◆ REQUIRED TASK: Duplicate the data verbatim, starting with the line that contains "[segment] roof rack rail" and continuing through the line that contains "POLYGON ((65 47, 72", both lines included.

#### DATA LISTING ####

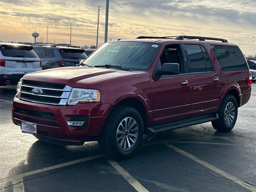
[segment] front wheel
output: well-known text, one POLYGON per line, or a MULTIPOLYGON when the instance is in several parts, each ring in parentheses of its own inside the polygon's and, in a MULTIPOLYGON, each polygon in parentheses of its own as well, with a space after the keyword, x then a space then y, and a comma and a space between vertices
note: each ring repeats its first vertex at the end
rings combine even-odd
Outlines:
POLYGON ((220 131, 231 131, 236 122, 238 108, 235 97, 232 95, 226 96, 220 108, 219 118, 212 122, 213 128, 220 131))
POLYGON ((103 153, 114 159, 125 159, 133 156, 142 140, 143 122, 135 108, 118 106, 106 120, 98 140, 103 153))

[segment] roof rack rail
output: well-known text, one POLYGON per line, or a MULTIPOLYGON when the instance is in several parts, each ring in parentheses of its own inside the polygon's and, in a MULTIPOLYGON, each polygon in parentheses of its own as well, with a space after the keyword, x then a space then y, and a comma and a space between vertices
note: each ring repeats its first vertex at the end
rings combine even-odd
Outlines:
POLYGON ((228 43, 228 41, 225 39, 220 38, 214 38, 213 37, 200 37, 199 36, 188 36, 186 35, 180 35, 178 36, 175 39, 176 40, 184 40, 184 39, 199 39, 200 41, 205 41, 205 40, 213 40, 214 41, 220 41, 223 43, 228 43))
POLYGON ((65 47, 72 47, 73 48, 79 48, 79 47, 78 47, 78 46, 75 46, 74 45, 66 45, 66 46, 65 46, 65 47))
POLYGON ((173 38, 176 37, 177 36, 167 36, 166 37, 152 37, 150 36, 139 36, 136 38, 136 39, 167 39, 173 38))
POLYGON ((32 46, 34 47, 36 47, 37 46, 50 46, 51 47, 56 47, 56 45, 53 44, 38 44, 32 45, 32 46))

####

◆ WRITTEN SOLUTION:
[segment] roof rack rail
output: well-known text, one POLYGON per line, or a MULTIPOLYGON when the instance is in several parts, each ring in parentheses of its own inside the polygon's and, in a MULTIPOLYGON, each polygon in parentheses of its own as well, with a space after the keyword, x then a space then y, and a comma and a space between vertices
note: each ring repeats its first vertex at the end
rings combine even-odd
Outlines:
POLYGON ((228 43, 228 41, 225 39, 220 38, 214 38, 213 37, 200 37, 199 36, 188 36, 186 35, 180 35, 178 36, 175 39, 176 40, 184 40, 184 39, 199 39, 200 41, 205 41, 205 40, 213 40, 214 41, 220 41, 223 43, 228 43))
POLYGON ((65 47, 72 47, 73 48, 79 48, 79 47, 78 47, 78 46, 75 46, 74 45, 66 45, 66 46, 65 46, 65 47))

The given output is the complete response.